Extreme Weather and Corn

Ever heard of “Early Drought Corn”? Well, that’s what we picked up today at the Farm. Unfamiliar phrase to me as well, but the result of all the intense heat and sun combined with below average rainfall means that the first corn cobs of the season are small, not super flavorful and even kind of ugly.

We had our first of the season local corn on the cob last night purchased from the Amenia Farmers Market in Dutchess County, NY. We soaked the ears, grilled them and then slathered them with butter, salt and pepper. They were good, not great.

Prepping for the grill: soaking the corn on the cob, silks removed

Fresh off the grill, grilled corn on the cob still wearing their husks

Finished product: slathered in butter, salt and pepper and ready to go

Today’s haul of 8 ears from Wolfe Spring Farm had a similarly undernourished look to last night’s, so we decided better to cook with them than feature them in all their glory ‘naked’ on the cob. I decided on a corn chowder and combined 2 recipes to make my own: this recipe from Mark Bittman’s Minimalist column and this¬†recipe from the Red Cat Cookbook. I like Bittman’s recipe because he makes a rustic ‘broth’ from the corn cobs and I like the Red Cat’s recipe because they add a little heat. Here’s my adaptation.

= = = =

#### GIVEN TASK A
Answer these questions from the post on extreme weather and corn, one answer per line:
(i) Where was the first local corn of the season bought?
(ii) How many ears came from Wolfe Spring Farm in today's haul?
(iii) What does Bittman's recipe make from the corn cobs?
#### GIVEN TASK B
List every topping that the post on extreme weather and corn says was slathered on the grilled corn.
#### GIVEN TASK C
Carry on the post about extreme weather and corn from the point where it stops.

[Stored records]
= = = =

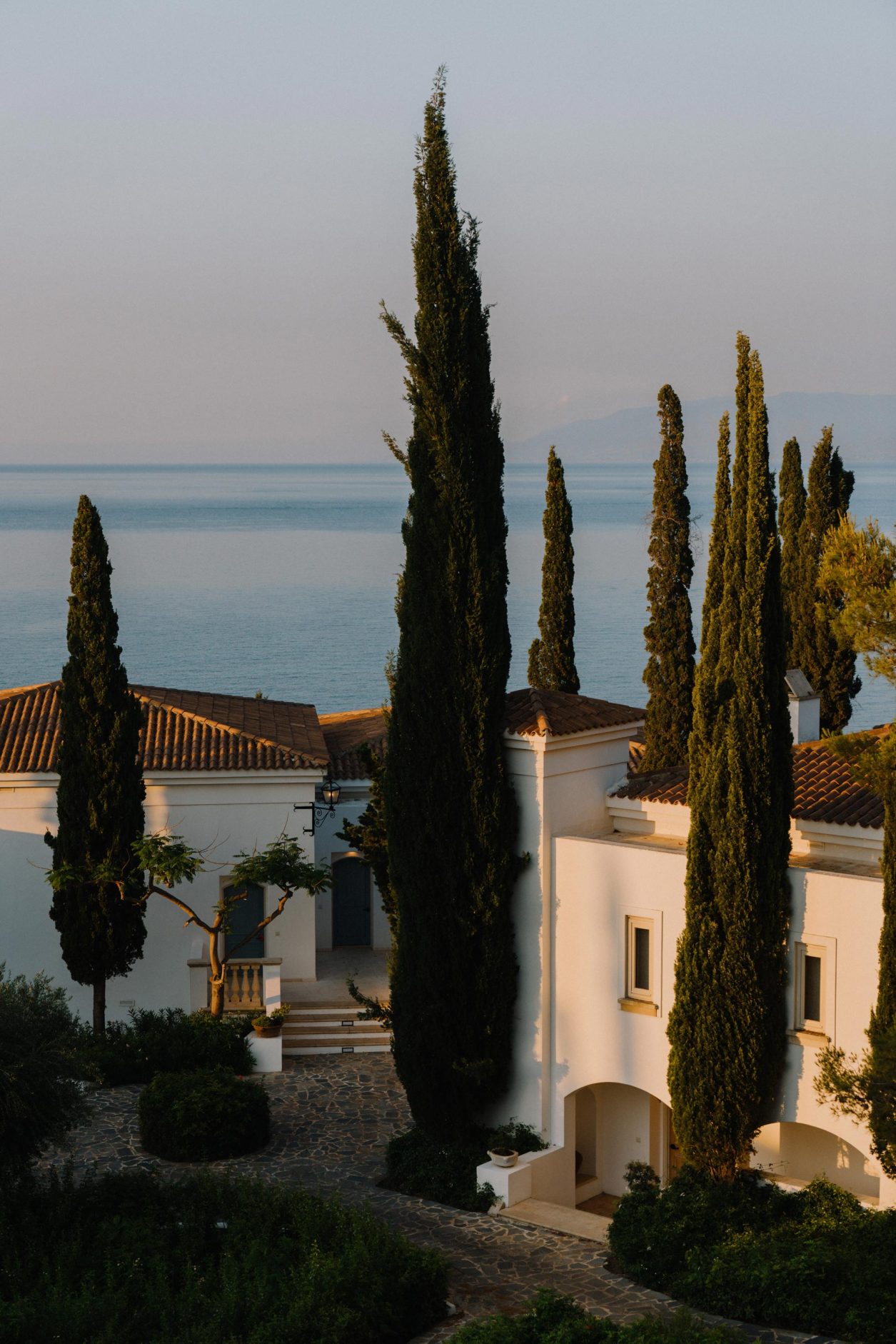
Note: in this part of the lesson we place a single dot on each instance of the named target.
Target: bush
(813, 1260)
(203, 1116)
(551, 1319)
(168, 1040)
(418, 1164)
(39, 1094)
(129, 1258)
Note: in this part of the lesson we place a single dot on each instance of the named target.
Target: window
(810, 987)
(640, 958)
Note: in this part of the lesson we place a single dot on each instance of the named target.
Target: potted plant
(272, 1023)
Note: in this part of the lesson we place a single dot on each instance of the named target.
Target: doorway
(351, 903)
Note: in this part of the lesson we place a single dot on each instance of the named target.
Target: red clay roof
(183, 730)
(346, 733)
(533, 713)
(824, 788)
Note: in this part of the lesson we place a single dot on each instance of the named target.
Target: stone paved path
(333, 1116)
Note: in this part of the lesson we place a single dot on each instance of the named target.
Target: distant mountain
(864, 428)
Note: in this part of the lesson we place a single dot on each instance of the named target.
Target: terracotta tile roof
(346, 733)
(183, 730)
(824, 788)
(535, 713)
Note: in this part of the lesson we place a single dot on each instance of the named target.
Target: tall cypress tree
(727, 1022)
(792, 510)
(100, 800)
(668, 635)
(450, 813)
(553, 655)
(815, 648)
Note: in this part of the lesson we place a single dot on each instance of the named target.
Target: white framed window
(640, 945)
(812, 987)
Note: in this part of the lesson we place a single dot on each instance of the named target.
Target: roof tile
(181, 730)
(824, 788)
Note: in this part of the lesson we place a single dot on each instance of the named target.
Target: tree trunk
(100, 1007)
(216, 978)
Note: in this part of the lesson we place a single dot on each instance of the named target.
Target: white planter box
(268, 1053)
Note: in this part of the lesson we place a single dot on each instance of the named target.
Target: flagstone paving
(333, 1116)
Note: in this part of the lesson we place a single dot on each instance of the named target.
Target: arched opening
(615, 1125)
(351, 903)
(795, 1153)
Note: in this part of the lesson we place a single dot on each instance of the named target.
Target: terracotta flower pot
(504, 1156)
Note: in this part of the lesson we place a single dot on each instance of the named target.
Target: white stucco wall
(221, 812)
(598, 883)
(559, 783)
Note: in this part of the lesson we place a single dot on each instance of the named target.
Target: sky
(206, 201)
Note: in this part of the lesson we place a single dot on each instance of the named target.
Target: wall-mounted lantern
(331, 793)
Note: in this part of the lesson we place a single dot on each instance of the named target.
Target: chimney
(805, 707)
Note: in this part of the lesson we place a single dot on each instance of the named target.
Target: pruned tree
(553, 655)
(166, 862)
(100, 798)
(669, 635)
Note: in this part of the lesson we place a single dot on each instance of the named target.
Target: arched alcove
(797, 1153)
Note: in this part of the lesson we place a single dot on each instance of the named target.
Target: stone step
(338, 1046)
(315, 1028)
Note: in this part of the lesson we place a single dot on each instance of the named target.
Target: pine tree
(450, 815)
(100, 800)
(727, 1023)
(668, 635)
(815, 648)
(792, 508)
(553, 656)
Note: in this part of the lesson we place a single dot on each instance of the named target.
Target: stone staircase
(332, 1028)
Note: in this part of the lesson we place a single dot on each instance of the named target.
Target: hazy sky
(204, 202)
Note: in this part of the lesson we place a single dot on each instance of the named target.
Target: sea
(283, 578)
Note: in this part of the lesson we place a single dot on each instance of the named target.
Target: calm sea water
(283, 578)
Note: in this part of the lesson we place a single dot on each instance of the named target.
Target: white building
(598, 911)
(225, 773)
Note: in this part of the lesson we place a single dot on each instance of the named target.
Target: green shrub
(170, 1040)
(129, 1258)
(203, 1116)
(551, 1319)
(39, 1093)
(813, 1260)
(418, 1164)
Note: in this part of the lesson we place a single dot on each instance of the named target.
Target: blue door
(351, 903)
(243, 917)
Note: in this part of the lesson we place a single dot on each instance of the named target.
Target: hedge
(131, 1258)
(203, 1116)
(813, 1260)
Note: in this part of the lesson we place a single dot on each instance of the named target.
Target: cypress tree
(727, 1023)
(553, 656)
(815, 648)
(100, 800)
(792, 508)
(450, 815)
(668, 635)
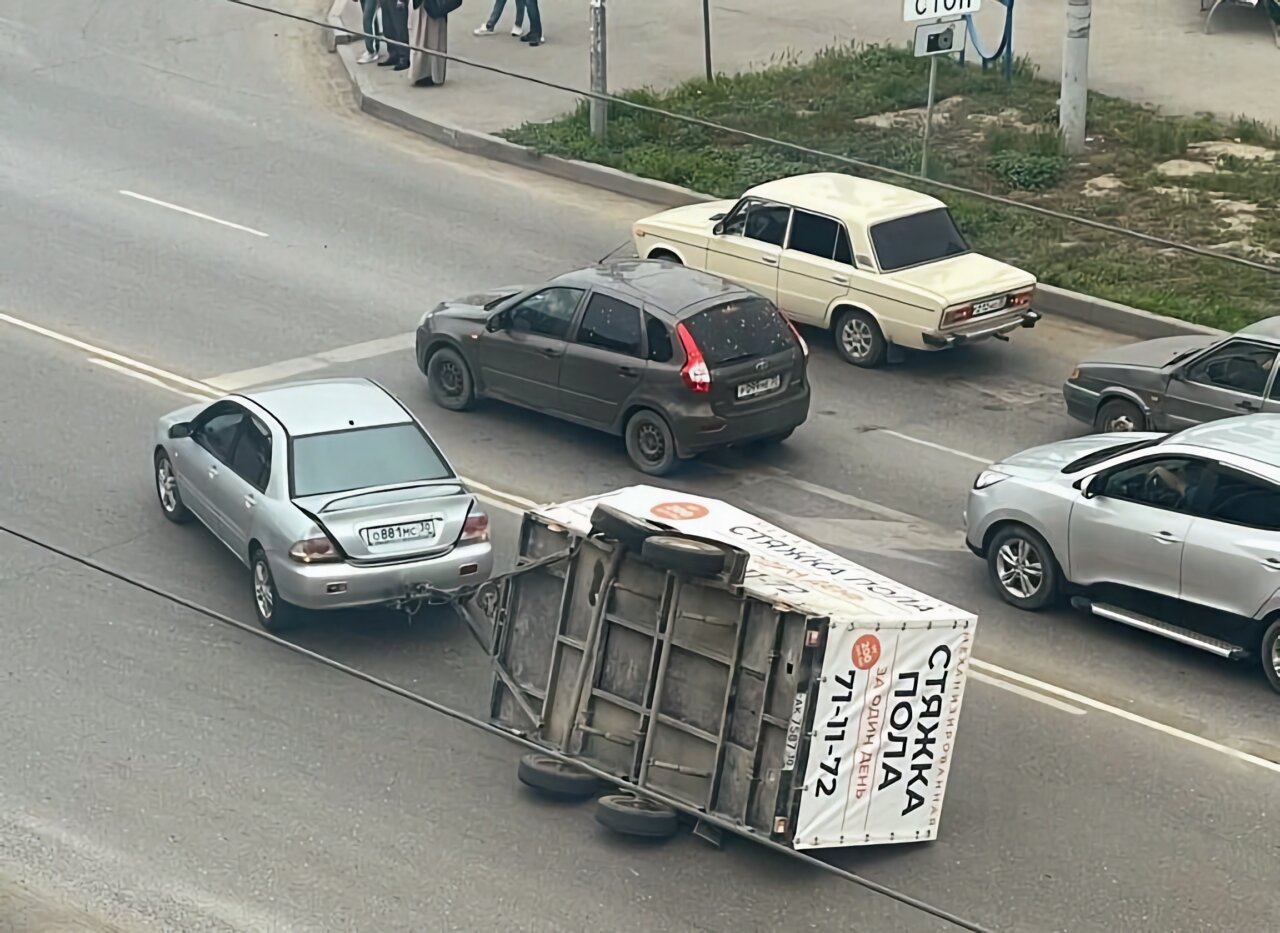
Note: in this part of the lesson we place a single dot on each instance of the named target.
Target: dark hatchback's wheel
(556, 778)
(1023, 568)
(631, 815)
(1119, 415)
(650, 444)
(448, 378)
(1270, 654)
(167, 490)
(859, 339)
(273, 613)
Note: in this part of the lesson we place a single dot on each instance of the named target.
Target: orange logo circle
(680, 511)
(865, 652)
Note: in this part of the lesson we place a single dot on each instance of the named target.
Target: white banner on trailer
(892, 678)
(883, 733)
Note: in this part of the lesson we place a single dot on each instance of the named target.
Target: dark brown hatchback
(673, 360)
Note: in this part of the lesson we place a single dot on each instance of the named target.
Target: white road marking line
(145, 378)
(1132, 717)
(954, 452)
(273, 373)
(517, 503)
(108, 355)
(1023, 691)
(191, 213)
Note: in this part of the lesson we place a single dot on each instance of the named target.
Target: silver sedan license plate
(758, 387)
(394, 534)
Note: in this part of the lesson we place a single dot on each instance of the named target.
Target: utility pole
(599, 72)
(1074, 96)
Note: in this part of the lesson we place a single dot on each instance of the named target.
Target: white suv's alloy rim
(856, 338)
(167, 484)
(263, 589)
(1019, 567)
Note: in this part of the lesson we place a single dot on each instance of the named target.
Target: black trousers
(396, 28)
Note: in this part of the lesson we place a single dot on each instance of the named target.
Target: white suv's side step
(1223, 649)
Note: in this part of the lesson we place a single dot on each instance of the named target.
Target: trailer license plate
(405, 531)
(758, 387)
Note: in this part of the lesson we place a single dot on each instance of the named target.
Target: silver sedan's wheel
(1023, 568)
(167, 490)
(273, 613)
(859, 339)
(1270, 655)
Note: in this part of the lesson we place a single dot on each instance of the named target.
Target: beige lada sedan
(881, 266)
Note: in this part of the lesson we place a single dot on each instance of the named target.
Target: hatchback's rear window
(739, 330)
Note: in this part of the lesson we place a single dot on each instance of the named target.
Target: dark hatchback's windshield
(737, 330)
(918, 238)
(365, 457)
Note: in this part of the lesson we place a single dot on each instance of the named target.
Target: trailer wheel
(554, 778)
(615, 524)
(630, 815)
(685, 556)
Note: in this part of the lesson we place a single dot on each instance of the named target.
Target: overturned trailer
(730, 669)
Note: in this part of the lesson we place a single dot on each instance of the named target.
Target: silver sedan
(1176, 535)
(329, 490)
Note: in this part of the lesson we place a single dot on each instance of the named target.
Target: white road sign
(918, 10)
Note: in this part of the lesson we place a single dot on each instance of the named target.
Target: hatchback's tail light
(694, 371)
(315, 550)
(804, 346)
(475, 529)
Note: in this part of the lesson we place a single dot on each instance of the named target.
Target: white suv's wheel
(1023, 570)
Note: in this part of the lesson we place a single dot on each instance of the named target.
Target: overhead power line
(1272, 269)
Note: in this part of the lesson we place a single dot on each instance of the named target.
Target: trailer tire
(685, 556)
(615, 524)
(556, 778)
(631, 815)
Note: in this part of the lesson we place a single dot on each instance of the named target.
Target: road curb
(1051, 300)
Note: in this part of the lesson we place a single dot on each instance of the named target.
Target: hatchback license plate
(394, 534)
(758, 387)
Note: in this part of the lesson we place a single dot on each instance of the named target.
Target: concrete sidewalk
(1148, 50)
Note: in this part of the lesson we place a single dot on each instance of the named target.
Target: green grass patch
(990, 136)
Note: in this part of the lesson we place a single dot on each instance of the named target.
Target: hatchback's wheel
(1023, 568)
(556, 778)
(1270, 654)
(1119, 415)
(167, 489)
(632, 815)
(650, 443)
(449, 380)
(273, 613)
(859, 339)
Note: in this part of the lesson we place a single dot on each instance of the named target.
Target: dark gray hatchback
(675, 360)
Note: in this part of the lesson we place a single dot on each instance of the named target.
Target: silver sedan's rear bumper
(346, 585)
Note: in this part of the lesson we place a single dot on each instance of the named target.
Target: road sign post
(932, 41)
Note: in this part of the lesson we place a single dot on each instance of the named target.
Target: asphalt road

= = = =

#### EXERCISE RESULT A
(i) At the Amenia Farmers Market in Dutchess County, NY.
(ii) 8 ears.
(iii) A rustic 'broth'.

#### EXERCISE RESULT B
butter, salt, pepper

#### EXERCISE RESULT C
Early Corn Chowder

  • 6-8 ears corn
  • 1 tablespoon butter
  • 1 medium onion, chopped
  • 1 shallot [I used this because we have them from today’s CSA pick-up, but not necessary]
  • 4 medium new potatoes, peeled and chopped into 1/2 cubes
  • 2 dried peppers
  • Salt and freshly ground black pepper
  • 2-3 small tomatoes cored and seeds removed, optional [I used them as I had tomatoes in my pick-up, but not necessary]
  • 1 cup milk
  • handful of fresh chives, optional


1. Shuck the corn and use a paring knife to strip the kernels into a bowl. Put the cobs in a pot with 6-8 cups water; bring to a boil, cover, and simmer for 10-20 minutes.

2. Melt the butter in a large saucepan or soup pot and turn the heat to medium-high. When the butter melts, add the onion and shallots, along with a sprinkling of salt and pepper. Cook, stirring occasionally, until the onion softens, about 5 minutes; then add the potatoes and saute another 5 minutes; add the tomatoes if you’re using them and cook, stirring, for another minute or two. Add the dried peppers, crushing them if you like more heat.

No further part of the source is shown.